Source material
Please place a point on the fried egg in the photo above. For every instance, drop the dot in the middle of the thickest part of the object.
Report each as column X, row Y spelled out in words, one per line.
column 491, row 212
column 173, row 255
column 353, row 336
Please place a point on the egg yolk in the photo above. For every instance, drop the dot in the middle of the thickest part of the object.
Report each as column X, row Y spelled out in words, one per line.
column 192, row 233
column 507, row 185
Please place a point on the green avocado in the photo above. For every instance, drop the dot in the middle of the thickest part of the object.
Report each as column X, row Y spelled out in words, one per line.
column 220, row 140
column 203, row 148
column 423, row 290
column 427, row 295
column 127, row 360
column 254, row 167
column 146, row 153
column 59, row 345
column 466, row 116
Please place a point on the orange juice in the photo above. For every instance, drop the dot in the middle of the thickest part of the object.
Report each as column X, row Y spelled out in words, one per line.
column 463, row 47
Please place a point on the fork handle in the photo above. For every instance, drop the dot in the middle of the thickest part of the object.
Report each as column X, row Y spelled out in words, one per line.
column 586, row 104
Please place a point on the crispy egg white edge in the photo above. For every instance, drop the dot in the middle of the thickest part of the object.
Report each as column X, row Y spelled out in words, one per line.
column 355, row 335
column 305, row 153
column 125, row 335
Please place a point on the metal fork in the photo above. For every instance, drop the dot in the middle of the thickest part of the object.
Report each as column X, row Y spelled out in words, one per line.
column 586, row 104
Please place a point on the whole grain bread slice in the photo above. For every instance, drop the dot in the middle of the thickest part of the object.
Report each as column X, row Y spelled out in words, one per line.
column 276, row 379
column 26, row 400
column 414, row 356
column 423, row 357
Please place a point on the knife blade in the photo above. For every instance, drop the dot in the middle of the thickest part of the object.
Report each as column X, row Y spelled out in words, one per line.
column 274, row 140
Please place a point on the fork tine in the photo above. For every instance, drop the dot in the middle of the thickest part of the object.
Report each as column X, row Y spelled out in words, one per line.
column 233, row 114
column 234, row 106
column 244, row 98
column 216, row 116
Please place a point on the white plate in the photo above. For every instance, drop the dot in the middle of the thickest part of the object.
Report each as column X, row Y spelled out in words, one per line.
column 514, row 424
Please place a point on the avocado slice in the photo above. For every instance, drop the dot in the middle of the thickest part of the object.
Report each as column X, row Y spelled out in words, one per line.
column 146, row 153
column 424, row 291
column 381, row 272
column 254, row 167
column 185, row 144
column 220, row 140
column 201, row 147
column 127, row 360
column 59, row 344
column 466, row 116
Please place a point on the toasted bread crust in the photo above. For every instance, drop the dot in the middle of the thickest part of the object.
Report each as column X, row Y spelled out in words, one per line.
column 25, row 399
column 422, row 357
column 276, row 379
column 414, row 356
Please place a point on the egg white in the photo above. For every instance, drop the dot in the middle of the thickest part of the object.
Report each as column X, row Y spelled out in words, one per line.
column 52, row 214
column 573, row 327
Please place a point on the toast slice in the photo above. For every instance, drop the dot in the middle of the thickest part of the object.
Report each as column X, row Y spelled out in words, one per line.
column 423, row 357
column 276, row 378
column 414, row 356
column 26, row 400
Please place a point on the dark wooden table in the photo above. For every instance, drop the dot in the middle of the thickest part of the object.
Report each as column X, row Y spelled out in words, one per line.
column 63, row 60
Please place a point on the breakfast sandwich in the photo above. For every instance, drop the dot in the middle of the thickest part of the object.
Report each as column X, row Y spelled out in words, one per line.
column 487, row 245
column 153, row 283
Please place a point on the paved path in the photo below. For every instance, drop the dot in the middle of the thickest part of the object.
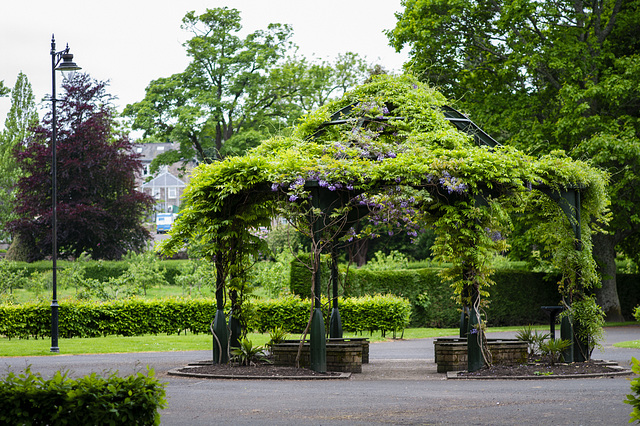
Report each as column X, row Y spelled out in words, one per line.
column 399, row 386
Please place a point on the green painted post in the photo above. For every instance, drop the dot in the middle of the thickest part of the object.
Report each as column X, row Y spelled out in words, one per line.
column 220, row 340
column 566, row 333
column 335, row 323
column 474, row 351
column 221, row 335
column 318, row 342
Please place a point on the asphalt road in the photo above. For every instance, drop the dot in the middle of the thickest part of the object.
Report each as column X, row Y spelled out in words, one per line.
column 399, row 386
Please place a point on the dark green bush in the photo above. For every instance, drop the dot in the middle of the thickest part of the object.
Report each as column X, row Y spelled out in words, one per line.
column 28, row 399
column 515, row 299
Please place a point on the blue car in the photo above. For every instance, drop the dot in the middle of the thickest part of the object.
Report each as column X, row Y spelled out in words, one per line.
column 164, row 222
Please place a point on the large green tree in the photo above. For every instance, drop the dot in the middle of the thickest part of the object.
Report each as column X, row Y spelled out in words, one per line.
column 544, row 76
column 18, row 125
column 236, row 91
column 218, row 92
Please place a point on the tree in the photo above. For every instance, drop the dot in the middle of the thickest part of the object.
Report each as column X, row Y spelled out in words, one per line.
column 3, row 89
column 22, row 117
column 236, row 91
column 545, row 76
column 215, row 96
column 99, row 211
column 394, row 157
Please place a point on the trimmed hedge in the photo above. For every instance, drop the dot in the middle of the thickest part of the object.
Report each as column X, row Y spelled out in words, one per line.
column 135, row 317
column 515, row 298
column 29, row 399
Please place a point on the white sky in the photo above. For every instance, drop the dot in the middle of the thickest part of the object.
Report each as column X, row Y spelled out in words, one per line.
column 132, row 42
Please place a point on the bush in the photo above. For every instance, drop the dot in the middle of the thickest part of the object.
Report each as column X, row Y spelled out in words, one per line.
column 135, row 317
column 633, row 399
column 515, row 299
column 27, row 398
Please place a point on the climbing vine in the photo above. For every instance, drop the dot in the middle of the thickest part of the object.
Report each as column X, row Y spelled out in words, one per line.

Prompt
Where does the string "green" appear in the records above? Show every line that holds it.

Problem solution
Please place a point on the green avocado in the photo above. For every instance, drop the dot in the middle of the thickest part of the object.
Please place a point on the green painted post in the photo above. For every instance, drop the dot in the middle of the thickest part of the object.
Please place a point on the dark green bush in the photo above. For every instance, drop the dot in the middle of the thickest part of the object.
Please place a point on the large green tree in the photo above. For every instance, drop the dot in the middle of the thickest part of the object.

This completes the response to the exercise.